> _Your objective_
Reproduce all of the data below without alteration; exclude every picture.

Start Recorded information

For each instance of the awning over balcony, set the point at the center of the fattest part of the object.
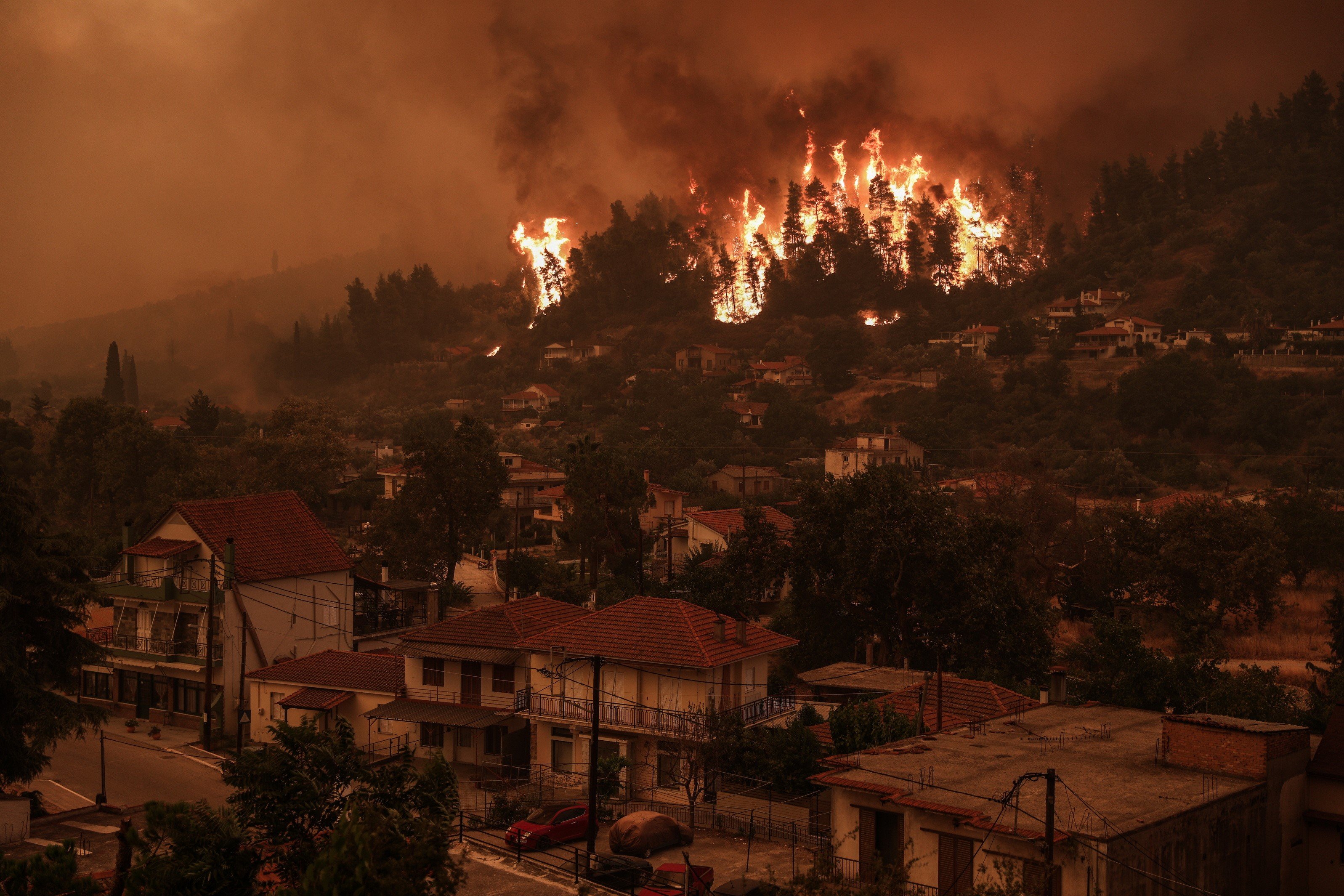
(443, 714)
(495, 656)
(315, 699)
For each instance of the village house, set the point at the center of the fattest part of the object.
(664, 664)
(271, 558)
(538, 396)
(977, 339)
(463, 676)
(738, 479)
(707, 359)
(791, 371)
(871, 449)
(1143, 798)
(326, 687)
(750, 414)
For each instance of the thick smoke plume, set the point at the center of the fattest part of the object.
(158, 147)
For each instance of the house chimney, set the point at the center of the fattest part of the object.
(1058, 684)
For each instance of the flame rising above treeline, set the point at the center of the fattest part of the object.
(900, 207)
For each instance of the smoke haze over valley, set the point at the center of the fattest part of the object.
(162, 148)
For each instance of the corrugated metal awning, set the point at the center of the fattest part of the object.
(444, 714)
(495, 656)
(316, 699)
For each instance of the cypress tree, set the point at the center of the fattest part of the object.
(132, 383)
(113, 389)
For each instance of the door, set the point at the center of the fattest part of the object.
(471, 683)
(955, 871)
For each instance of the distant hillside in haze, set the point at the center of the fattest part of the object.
(187, 343)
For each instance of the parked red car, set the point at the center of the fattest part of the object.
(671, 880)
(549, 825)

End Recorded information

> _Task solution_
For each instance of the awning over balcony, set the point at the center of the fattest part of the object.
(443, 714)
(495, 656)
(315, 699)
For each instance of the village house, set the point at the center of the fattest part of the object.
(664, 664)
(271, 558)
(538, 396)
(977, 339)
(463, 676)
(738, 479)
(707, 359)
(791, 371)
(871, 449)
(1143, 798)
(326, 687)
(750, 414)
For each instance of the thick smoke plume, set the point at the center of the fattest part of the object.
(158, 147)
For each instance of the house chimney, set the point at the center of the fattest part of the object.
(1058, 684)
For each instance of the flame rising above treeline, set the point at the center of the fattest part of the object.
(900, 207)
For each instance of the smoke haze over valley, set the point at the center of the fattest part of the object.
(162, 148)
For each instance of the corrugated metal awning, set the point at the center of the fattest part of the object.
(444, 714)
(495, 656)
(316, 699)
For each instance of the cypress tree, set the point at the center of the fattest part of the object.
(132, 383)
(113, 389)
For each instance of the door, set the point at the center of the fattest part of the object.
(471, 683)
(955, 871)
For each instance of the distant hillside in haze, set the point at the center of the fattest part of the object.
(187, 343)
For each instance of the parked red car, set the point at the center of the fattest part of the object.
(671, 880)
(549, 825)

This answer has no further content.